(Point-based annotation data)

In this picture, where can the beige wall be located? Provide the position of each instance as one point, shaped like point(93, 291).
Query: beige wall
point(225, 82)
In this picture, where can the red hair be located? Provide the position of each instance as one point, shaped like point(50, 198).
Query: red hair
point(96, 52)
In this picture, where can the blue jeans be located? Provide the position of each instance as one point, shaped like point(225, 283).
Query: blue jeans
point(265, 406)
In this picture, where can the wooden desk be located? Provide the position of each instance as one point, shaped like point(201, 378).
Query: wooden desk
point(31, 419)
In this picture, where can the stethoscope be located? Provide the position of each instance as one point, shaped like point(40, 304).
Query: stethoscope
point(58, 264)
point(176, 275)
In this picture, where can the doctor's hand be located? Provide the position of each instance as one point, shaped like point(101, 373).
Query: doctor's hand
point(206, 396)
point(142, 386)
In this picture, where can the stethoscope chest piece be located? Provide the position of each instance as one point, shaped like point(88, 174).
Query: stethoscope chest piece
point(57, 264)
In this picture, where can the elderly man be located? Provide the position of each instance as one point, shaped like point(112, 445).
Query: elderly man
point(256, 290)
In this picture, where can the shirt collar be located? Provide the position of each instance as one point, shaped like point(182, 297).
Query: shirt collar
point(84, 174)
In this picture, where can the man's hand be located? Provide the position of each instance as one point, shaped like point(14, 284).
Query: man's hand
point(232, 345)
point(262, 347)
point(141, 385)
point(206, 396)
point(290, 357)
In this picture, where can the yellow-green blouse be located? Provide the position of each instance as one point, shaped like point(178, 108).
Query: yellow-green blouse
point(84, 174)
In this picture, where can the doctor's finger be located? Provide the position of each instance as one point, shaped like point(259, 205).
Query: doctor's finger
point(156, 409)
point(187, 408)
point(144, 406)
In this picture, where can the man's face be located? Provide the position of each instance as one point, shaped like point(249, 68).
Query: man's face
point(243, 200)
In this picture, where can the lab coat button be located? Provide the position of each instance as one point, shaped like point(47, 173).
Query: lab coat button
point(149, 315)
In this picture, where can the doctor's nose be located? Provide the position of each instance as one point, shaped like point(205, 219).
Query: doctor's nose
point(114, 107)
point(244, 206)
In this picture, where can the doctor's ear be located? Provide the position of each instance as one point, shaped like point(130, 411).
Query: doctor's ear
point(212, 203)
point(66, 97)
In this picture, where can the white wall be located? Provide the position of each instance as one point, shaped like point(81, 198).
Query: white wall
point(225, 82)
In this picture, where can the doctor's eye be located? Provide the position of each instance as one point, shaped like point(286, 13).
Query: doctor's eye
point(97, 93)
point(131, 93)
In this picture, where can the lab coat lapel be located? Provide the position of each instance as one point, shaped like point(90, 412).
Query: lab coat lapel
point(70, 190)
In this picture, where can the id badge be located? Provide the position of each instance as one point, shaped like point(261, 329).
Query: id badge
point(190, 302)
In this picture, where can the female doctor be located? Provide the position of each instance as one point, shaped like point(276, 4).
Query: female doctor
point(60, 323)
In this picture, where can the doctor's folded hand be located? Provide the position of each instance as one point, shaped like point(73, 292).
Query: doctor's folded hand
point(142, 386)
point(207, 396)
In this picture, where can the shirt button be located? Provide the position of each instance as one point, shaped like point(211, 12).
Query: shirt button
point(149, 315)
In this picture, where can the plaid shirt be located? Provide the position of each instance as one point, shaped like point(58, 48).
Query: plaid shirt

* [Problem description]: Give back all the records exactly as they stand.

* [Problem solution]:
In this picture, where can the beige wall be located? Provide the position of each instance as one point, shaped like point(93, 291).
Query: beige wall
point(225, 82)
In this picture, where can the red hair be located? Provide the position of each instance as one point, shaped like point(50, 198).
Query: red hair
point(96, 52)
In this picture, where can the blue jeans be located? Provide the position of each instance as one point, shaped like point(225, 283).
Query: blue jeans
point(265, 406)
In this picture, where can the wooden desk be located? Provide the position of each instance as one point, shaped like point(201, 378).
Query: wooden desk
point(31, 419)
In this picture, where can the stethoscope be located? Provide the position of each instance as one point, shaped like point(40, 304).
Query: stethoscope
point(58, 264)
point(176, 275)
In this picture, where can the doctor's hand be located? Provide the position of each instance as one point, shaped like point(101, 373).
Query: doctor's hand
point(206, 396)
point(142, 386)
In this picture, where can the stethoscope chest piece be located? Provide the position of each instance as one point, shaped like point(88, 174).
Query: stethoscope chest piece
point(57, 264)
In this picture, where can the elderly man be located? Provide the position of each instance as one point, shaped like point(112, 445).
Query: elderly man
point(256, 290)
In this picture, where can the shirt collar be located? Provide the position of each instance as one point, shaped like point(182, 297).
Query: shirt collar
point(84, 174)
In this picture, where can the man's hand be located? Provide the position of each instance as one point, shaped like point(14, 284).
Query: man's hand
point(232, 345)
point(262, 347)
point(141, 385)
point(206, 396)
point(290, 357)
In this picture, where can the yellow-green blouse be located? Provide the position of each instance as one point, shaped like point(178, 108).
Query: yellow-green blouse
point(84, 174)
In this picture, where can the doctor's finger be located? Provide the position of each instance as one point, shaped like point(259, 205).
Query: doctor's finger
point(156, 409)
point(187, 408)
point(144, 406)
In this picture, where can the man's face be located? Provide the position of each instance as one point, shaped like point(249, 68).
Query: man's face
point(243, 200)
In this picture, where can the lab coat button be located? Provide the position of each instance as one point, shaped like point(47, 173).
Query: lab coat button
point(149, 315)
In this picture, where can the doctor's nose be located? Provide the position of each instance as one point, shaped like point(205, 219).
Query: doctor's nose
point(114, 107)
point(244, 206)
In this picture, where can the doctor's ear be located? Provide the position of each instance as one point, shaped like point(130, 411).
Query: doctor's ear
point(212, 203)
point(66, 97)
In this picture, where can the white wall be located? Provide the position of each instance as one point, shaped like point(81, 198).
Query: white wall
point(225, 82)
In this picture, where can the doctor's eye be located? Provide the position of each instance as one point, shaped like point(286, 13).
Query: doctor's eye
point(97, 93)
point(131, 93)
In this picture, where can the lab coat lapel be located? Provide the position of each instance as one point, shaped like point(90, 412).
Query: lab coat lapel
point(70, 190)
In this picture, where can the id badge be located? Provide the position of each instance as one point, shaped like point(261, 329).
Query: id badge
point(190, 302)
In this picture, where can the female doctor be located? Provide the position of each instance as one point, shaped like point(276, 4).
Query: female doctor
point(60, 323)
In this picture, where can the doctor's folded hand be located? Provide the position of each instance as one point, shaped like point(73, 292).
Query: doctor's folded hand
point(142, 386)
point(207, 396)
In this picture, where can the shirt button be located? Provide the position of each instance as one point, shaped like point(211, 12).
Query: shirt button
point(149, 315)
In this picture, where can the plaid shirt be located? Provide the position of each instance as one point, shaped like point(58, 48).
Query: plaid shirt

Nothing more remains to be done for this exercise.